◆ EXCERPTED PASSAGE
Roger Davidson
- Birth name: Roger Stewart Davidson
- Date of birth: 17 February 1869
- Place of birth: Kinfauns, Perth and Kinross, Scotland
- Date of death: 18 February 1955 (aged 86)
- Place of death: Perth, Scotland
- University: University of Aberdeen

Rugby union career
- Position(s): Forward

Amateur team(s)
- Years: Team / Apps / (Points)
- 1890: Perthshire /  / ()
- 1892-94: Aberdeen Nomads /  / ()
- 1893: Royal HSFP /  / ()

Provincial / State sides
- Years: Team / Apps / (Points)
- 1892: North of Scotland District /  / ()
- 1893: East of Scotland District /  / ()

International career
- Years: Team / Apps / (Points)
- 1893: Scotland / 1 / (0)

◆ WHAT YOU SHOULD DO
According to the Roger Davidson profile, which university did he attend?

◆ DATA PROVIDED

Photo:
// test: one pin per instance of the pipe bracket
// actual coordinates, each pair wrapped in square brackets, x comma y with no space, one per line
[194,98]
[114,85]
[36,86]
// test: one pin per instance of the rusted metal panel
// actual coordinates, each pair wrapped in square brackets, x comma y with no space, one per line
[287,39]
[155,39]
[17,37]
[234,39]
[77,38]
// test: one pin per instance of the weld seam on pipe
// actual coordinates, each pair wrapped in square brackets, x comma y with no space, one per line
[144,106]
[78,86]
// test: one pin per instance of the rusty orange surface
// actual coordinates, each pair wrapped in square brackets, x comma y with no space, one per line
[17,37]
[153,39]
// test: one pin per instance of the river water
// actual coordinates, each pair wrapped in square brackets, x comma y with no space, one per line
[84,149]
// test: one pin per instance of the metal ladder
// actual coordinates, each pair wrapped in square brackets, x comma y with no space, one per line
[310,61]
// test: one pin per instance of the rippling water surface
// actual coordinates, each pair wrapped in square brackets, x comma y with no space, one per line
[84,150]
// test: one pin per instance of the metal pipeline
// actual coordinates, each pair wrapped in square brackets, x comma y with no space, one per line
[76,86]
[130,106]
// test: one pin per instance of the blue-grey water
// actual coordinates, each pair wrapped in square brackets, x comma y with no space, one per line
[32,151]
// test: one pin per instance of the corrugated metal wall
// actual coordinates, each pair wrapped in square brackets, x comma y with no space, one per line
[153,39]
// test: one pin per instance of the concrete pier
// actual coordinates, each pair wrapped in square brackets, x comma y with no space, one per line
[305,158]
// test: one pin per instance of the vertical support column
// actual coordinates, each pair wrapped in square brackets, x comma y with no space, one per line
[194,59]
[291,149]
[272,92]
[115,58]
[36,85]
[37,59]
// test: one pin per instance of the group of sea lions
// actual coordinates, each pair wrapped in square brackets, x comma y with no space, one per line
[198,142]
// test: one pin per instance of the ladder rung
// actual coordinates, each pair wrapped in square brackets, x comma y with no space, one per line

◆ OUTPUT OF THE EXERCISE
The University of Aberdeen.